WHAT YOU SHOULD DO :: Write out all of the data without omission, exactly as shown.

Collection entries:
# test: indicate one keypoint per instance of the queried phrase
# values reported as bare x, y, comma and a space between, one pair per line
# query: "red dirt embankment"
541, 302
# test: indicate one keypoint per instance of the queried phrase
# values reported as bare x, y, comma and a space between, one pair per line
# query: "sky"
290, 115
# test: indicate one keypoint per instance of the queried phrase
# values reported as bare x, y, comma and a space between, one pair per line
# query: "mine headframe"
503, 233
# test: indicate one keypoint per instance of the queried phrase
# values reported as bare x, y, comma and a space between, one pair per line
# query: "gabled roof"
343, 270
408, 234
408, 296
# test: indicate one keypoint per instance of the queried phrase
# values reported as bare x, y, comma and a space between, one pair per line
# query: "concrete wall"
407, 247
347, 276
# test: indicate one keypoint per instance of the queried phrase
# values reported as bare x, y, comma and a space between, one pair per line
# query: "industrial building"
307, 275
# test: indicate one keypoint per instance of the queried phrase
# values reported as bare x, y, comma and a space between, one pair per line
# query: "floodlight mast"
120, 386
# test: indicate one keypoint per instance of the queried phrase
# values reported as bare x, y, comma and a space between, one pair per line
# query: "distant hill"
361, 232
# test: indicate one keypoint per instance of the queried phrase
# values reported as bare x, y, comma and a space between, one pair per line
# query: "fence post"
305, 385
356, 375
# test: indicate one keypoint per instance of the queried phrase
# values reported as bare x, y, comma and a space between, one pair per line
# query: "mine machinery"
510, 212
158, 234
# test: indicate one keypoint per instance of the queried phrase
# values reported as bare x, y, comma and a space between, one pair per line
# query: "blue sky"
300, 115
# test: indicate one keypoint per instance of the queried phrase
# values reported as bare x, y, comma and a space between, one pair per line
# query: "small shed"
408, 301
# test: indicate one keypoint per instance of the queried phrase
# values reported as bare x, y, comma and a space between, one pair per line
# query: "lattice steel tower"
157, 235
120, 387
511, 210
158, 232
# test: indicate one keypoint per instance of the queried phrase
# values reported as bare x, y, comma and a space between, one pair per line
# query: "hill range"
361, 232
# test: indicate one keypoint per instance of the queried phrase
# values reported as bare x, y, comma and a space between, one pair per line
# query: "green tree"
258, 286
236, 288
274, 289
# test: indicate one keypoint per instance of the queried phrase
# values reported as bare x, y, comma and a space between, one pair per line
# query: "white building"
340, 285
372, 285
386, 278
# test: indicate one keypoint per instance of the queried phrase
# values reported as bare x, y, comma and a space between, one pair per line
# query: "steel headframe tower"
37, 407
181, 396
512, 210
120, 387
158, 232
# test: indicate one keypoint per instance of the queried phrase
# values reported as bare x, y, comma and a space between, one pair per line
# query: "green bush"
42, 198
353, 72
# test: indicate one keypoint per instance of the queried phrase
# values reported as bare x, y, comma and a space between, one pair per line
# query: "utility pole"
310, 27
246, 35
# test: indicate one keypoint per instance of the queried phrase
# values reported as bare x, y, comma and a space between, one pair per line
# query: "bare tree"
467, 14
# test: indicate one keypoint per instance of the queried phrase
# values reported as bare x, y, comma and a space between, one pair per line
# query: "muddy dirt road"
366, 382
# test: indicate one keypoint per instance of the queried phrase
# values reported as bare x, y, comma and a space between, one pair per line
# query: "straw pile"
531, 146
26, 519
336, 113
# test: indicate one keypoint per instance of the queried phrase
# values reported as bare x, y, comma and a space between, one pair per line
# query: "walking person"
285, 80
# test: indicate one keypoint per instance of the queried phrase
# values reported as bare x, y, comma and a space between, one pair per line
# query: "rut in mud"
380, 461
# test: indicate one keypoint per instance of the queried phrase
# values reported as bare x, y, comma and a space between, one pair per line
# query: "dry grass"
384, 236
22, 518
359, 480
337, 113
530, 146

RESULT BELOW ::
# test: indicate one keypoint per instance of the queried phrase
# values reported as bare x, y, comma and a space between, one pair per line
# query: "red dirt embankment"
541, 302
# test: indicate one keypoint per instance of the queried phrase
# values reported as bare x, y, comma and a space between, one pair per line
# query: "sky"
290, 115
# test: indicate one keypoint per instance of the queried phrase
# values reported as bare x, y, comma and a space between, one pair per line
# query: "mine headframe"
503, 233
# test: indicate one keypoint per instance of the queried phrase
# values reported as bare x, y, comma and a space between, one pair per line
# query: "gabled roof"
343, 270
408, 234
408, 296
# test: indicate one keypoint per instance of the queried phrase
# values reported as bare x, y, comma and a space between, one pair per line
# query: "concrete wall"
407, 247
347, 276
# test: indicate one keypoint per instance of the queried phrase
# values reported as bare x, y, comma and a space between, one pair per line
# query: "industrial building"
307, 275
# test: indicate one keypoint per instance of the queried phrase
# values reported as bare x, y, comma and a space between, one pair per line
# query: "floodlight mast"
120, 386
# test: indicate one keypoint per instance of the queried phrase
# values reported as bare x, y, comma and a space between, one pair per line
# query: "distant hill"
361, 232
# test: indicate one keypoint per instance of the queried phrase
# values reported as bare x, y, comma and a space between, one pair per line
# query: "fence post"
305, 385
356, 375
# test: indicate one keypoint per instance of the queried phrase
# values reported as bare x, y, comma and a space between, one pair per line
# query: "mine machinery"
510, 212
158, 234
# test: indicate one keypoint per instance of the queried phrase
# values reported as bare x, y, comma and a space between, one pair per line
# query: "blue sky"
300, 115
# test: indicate one keypoint per instance of the queried phrase
# values reported as bare x, y, comma and a space between, one pair per line
# query: "small shed"
408, 301
# test: indicate one keypoint per instance of the queried phrase
# values reported as bare x, y, comma and a space between, one pair per line
# query: "lattice steel tower"
157, 235
120, 387
511, 210
158, 232
# test: indicate one keypoint per instance of the queried phrase
# values reported as bare x, y, comma and a space between, one pair per line
# query: "hill range"
361, 232
# test: indicate one keypoint per instance of the queried phrase
# values reported as bare x, y, comma and a space between, one pair per line
# query: "green tree"
258, 286
236, 288
274, 289
# test: indicate one keypoint per instance of the queried phrase
# values reported as bare x, y, comma and a space between, one pair per line
# query: "white building"
340, 285
372, 285
386, 278
# test: indicate one keypoint per instance of the queried phrase
# values reported as bare x, y, comma and a space between, one pair per line
# query: "steel headframe tower"
37, 407
181, 396
512, 210
120, 387
158, 232
# test: indicate one keypoint per instance of the queried phrase
# values reported as bare x, y, comma and a space between, one pair per line
# query: "green bush"
42, 198
353, 72
# test: indicate one keypoint per instance of the queried phrase
# values reported as bare x, y, comma and a space between, one pair per line
# query: "utility pole"
310, 27
246, 35
# test: indicate one keypoint per instance of the queried phrase
# values reported as bare x, y, comma and a space between, one pair per line
# query: "bare tree"
467, 14
# test: indicate one keypoint per instance of the queried phrase
# values reported as bare x, y, comma and a space between, one pair per line
# query: "muddy dirt road"
366, 382
# test: indicate one keypoint per instance of the queried phrase
# values reported as bare x, y, comma and a space between, one pair per line
# query: "straw pile"
531, 146
26, 519
336, 113
# test: indicate one keypoint per instance of the queried phrase
# values reported as bare x, y, comma and a space between, one pair per line
# query: "walking person"
285, 80
# test: indicate one keypoint per instance of the queried phrase
# values reported as bare x, y, comma and a space between, one pair per line
# query: "rut in mud"
380, 461
# test: indicate one keypoint per instance of the queried phrase
# values reported as bare x, y, comma and a space between, one pair per line
# query: "dry grass"
384, 236
22, 518
359, 480
337, 113
530, 146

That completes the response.